— What you are asked to do —
The entries below must be restated word for word.
* * * * * * *
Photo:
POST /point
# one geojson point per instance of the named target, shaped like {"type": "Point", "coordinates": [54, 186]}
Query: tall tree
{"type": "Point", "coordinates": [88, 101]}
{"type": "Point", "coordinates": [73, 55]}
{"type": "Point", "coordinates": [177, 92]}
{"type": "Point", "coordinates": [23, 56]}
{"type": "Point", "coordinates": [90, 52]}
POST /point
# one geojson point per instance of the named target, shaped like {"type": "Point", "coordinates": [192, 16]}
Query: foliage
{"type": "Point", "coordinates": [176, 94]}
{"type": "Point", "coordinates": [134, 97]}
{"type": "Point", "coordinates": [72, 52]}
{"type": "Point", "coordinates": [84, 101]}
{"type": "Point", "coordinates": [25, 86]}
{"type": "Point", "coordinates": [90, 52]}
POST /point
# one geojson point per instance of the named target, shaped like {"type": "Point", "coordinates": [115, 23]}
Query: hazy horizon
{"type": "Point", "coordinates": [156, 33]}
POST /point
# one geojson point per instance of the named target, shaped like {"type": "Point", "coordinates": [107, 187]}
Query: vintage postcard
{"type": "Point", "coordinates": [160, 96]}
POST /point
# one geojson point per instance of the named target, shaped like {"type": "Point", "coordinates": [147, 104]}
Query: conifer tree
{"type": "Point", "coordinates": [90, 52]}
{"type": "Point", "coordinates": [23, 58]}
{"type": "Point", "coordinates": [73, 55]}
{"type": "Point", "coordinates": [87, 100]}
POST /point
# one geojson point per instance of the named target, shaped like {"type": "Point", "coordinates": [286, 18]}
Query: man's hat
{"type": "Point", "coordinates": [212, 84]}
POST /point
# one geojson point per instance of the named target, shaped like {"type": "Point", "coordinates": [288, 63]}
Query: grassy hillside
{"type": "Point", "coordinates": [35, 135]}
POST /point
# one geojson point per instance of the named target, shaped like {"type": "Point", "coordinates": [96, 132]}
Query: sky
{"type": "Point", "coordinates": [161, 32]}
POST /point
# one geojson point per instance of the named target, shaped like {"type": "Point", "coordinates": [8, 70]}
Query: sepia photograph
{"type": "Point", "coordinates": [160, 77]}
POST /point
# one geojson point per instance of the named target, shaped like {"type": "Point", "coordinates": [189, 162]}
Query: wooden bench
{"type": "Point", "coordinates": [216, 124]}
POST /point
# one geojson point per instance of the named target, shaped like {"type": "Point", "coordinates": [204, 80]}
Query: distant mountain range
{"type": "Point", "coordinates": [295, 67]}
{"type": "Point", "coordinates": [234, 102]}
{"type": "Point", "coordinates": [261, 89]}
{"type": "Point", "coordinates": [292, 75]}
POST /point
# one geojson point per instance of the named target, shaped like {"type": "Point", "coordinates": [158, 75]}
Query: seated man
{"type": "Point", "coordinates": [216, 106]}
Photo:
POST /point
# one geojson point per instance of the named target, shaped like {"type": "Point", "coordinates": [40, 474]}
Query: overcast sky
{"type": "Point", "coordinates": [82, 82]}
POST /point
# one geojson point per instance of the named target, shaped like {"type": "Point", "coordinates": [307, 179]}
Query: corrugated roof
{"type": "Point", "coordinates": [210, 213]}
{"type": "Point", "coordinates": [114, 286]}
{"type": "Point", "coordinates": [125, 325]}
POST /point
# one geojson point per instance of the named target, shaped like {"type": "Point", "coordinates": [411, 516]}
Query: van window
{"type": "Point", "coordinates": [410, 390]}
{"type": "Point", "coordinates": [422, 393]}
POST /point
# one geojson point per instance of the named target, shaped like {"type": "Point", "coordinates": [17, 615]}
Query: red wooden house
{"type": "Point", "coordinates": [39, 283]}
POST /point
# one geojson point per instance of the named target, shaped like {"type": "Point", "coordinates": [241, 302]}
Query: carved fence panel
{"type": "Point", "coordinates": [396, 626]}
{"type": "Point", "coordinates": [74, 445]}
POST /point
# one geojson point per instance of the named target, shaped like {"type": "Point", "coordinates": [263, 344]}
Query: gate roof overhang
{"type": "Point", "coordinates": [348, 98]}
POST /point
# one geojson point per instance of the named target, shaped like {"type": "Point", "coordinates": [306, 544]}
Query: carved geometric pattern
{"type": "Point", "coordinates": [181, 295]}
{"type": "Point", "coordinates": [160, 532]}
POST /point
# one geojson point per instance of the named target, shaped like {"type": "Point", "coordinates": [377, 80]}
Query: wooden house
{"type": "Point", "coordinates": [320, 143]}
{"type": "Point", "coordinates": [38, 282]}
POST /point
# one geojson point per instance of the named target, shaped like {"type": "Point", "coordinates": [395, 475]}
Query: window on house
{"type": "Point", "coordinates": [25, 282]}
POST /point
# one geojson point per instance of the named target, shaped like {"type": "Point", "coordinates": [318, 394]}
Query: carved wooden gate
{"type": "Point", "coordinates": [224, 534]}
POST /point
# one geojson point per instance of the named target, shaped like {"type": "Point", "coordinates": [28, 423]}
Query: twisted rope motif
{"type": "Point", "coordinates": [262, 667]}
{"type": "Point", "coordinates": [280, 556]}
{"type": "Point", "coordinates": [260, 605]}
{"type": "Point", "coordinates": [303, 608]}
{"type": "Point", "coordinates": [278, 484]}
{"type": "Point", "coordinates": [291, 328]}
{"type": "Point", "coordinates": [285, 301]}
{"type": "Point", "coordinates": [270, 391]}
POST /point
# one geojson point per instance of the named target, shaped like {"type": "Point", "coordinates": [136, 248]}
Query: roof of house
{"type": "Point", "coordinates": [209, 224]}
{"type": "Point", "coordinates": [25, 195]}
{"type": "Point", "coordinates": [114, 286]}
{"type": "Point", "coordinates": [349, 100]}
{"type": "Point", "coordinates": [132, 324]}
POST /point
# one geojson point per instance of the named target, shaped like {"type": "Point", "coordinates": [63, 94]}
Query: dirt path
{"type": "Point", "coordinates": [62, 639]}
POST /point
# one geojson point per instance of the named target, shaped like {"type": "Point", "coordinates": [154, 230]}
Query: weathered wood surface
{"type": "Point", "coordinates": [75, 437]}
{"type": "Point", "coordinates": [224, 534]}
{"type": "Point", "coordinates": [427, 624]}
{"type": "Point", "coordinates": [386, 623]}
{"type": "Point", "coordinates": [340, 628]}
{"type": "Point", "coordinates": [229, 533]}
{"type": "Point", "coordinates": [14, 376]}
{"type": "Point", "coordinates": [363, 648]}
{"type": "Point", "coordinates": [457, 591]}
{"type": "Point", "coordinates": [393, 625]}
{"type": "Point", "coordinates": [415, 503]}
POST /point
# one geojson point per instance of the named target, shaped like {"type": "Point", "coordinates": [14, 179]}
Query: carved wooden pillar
* * * * * * *
— Output for this task —
Photo:
POST /point
# one geojson point per instance of the named target, shaped like {"type": "Point", "coordinates": [54, 186]}
Query: tall tree
{"type": "Point", "coordinates": [88, 101]}
{"type": "Point", "coordinates": [73, 55]}
{"type": "Point", "coordinates": [177, 92]}
{"type": "Point", "coordinates": [23, 56]}
{"type": "Point", "coordinates": [90, 52]}
POST /point
# one geojson point per instance of the named target, shaped like {"type": "Point", "coordinates": [192, 16]}
Query: foliage
{"type": "Point", "coordinates": [176, 94]}
{"type": "Point", "coordinates": [134, 97]}
{"type": "Point", "coordinates": [72, 52]}
{"type": "Point", "coordinates": [84, 101]}
{"type": "Point", "coordinates": [25, 86]}
{"type": "Point", "coordinates": [90, 52]}
POST /point
# one geojson point per instance of the named target, shaped like {"type": "Point", "coordinates": [115, 23]}
Query: hazy horizon
{"type": "Point", "coordinates": [156, 33]}
POST /point
# one geojson point per instance of the named target, shaped like {"type": "Point", "coordinates": [107, 187]}
Query: vintage postcard
{"type": "Point", "coordinates": [160, 96]}
POST /point
# one geojson point per instance of the named target, shaped like {"type": "Point", "coordinates": [147, 104]}
Query: conifer tree
{"type": "Point", "coordinates": [90, 52]}
{"type": "Point", "coordinates": [23, 58]}
{"type": "Point", "coordinates": [73, 55]}
{"type": "Point", "coordinates": [87, 100]}
POST /point
# one geojson point per instance of the named target, shaped like {"type": "Point", "coordinates": [286, 18]}
Query: man's hat
{"type": "Point", "coordinates": [212, 84]}
POST /point
# one geojson point per instance of the named target, shaped like {"type": "Point", "coordinates": [288, 63]}
Query: grassy hillside
{"type": "Point", "coordinates": [35, 135]}
POST /point
# one geojson point per instance of the named target, shaped like {"type": "Point", "coordinates": [96, 132]}
Query: sky
{"type": "Point", "coordinates": [161, 32]}
POST /point
# one geojson point per instance of the named target, shaped like {"type": "Point", "coordinates": [8, 70]}
Query: sepia photograph
{"type": "Point", "coordinates": [160, 77]}
POST /point
# one geojson point per instance of the named target, shaped like {"type": "Point", "coordinates": [189, 162]}
Query: wooden bench
{"type": "Point", "coordinates": [216, 124]}
POST /point
# one geojson point per instance of the named target, shaped like {"type": "Point", "coordinates": [204, 80]}
Query: distant mountain range
{"type": "Point", "coordinates": [295, 67]}
{"type": "Point", "coordinates": [234, 102]}
{"type": "Point", "coordinates": [261, 89]}
{"type": "Point", "coordinates": [292, 75]}
POST /point
# one geojson point per instance of the named target, shaped like {"type": "Point", "coordinates": [158, 75]}
Query: seated man
{"type": "Point", "coordinates": [216, 106]}
Photo:
POST /point
# one geojson point per instance of the named target, shaped like {"type": "Point", "coordinates": [40, 474]}
Query: overcast sky
{"type": "Point", "coordinates": [82, 82]}
POST /point
# one geojson point per instance of the named target, shaped like {"type": "Point", "coordinates": [307, 179]}
Query: corrugated roof
{"type": "Point", "coordinates": [210, 213]}
{"type": "Point", "coordinates": [114, 286]}
{"type": "Point", "coordinates": [125, 325]}
POST /point
# one geojson point per instance of the named target, shaped like {"type": "Point", "coordinates": [411, 516]}
Query: van window
{"type": "Point", "coordinates": [410, 390]}
{"type": "Point", "coordinates": [422, 393]}
POST /point
# one geojson point per instance of the named target, shaped like {"type": "Point", "coordinates": [17, 615]}
Query: red wooden house
{"type": "Point", "coordinates": [39, 283]}
POST /point
# one geojson point per instance of the named target, shaped like {"type": "Point", "coordinates": [241, 302]}
Query: carved fence panel
{"type": "Point", "coordinates": [396, 626]}
{"type": "Point", "coordinates": [74, 445]}
POST /point
# one geojson point per instance of the named target, shaped like {"type": "Point", "coordinates": [263, 344]}
Query: gate roof overhang
{"type": "Point", "coordinates": [348, 98]}
POST /point
# one geojson point per instance of the named target, shaped like {"type": "Point", "coordinates": [306, 544]}
Query: carved geometric pattern
{"type": "Point", "coordinates": [181, 295]}
{"type": "Point", "coordinates": [160, 532]}
POST /point
# one geojson point per instance of the named target, shaped like {"type": "Point", "coordinates": [377, 80]}
Query: wooden house
{"type": "Point", "coordinates": [320, 143]}
{"type": "Point", "coordinates": [38, 282]}
POST /point
# one geojson point per instance of the named target, shaped like {"type": "Point", "coordinates": [395, 475]}
Query: window on house
{"type": "Point", "coordinates": [25, 282]}
POST /point
# one geojson point per instance of the named target, shaped like {"type": "Point", "coordinates": [318, 394]}
Query: carved wooden gate
{"type": "Point", "coordinates": [224, 534]}
POST /point
# one geojson point per instance of the named target, shaped like {"type": "Point", "coordinates": [28, 423]}
Query: twisted rope motif
{"type": "Point", "coordinates": [262, 667]}
{"type": "Point", "coordinates": [280, 556]}
{"type": "Point", "coordinates": [260, 605]}
{"type": "Point", "coordinates": [303, 608]}
{"type": "Point", "coordinates": [278, 484]}
{"type": "Point", "coordinates": [291, 328]}
{"type": "Point", "coordinates": [285, 301]}
{"type": "Point", "coordinates": [270, 391]}
POST /point
# one geojson point per instance of the named target, shaped like {"type": "Point", "coordinates": [136, 248]}
Query: roof of house
{"type": "Point", "coordinates": [209, 224]}
{"type": "Point", "coordinates": [25, 195]}
{"type": "Point", "coordinates": [114, 286]}
{"type": "Point", "coordinates": [349, 100]}
{"type": "Point", "coordinates": [132, 324]}
POST /point
# one geojson point per instance of the named target, shaped like {"type": "Point", "coordinates": [63, 94]}
Query: dirt path
{"type": "Point", "coordinates": [62, 639]}
POST /point
# one geojson point per instance of the named target, shaped like {"type": "Point", "coordinates": [154, 230]}
Query: weathered wood surface
{"type": "Point", "coordinates": [75, 437]}
{"type": "Point", "coordinates": [224, 534]}
{"type": "Point", "coordinates": [427, 624]}
{"type": "Point", "coordinates": [386, 623]}
{"type": "Point", "coordinates": [340, 628]}
{"type": "Point", "coordinates": [229, 533]}
{"type": "Point", "coordinates": [14, 376]}
{"type": "Point", "coordinates": [363, 648]}
{"type": "Point", "coordinates": [457, 591]}
{"type": "Point", "coordinates": [393, 625]}
{"type": "Point", "coordinates": [415, 503]}
POST /point
# one geojson point per instance of the named target, shaped like {"type": "Point", "coordinates": [14, 179]}
Query: carved wooden pillar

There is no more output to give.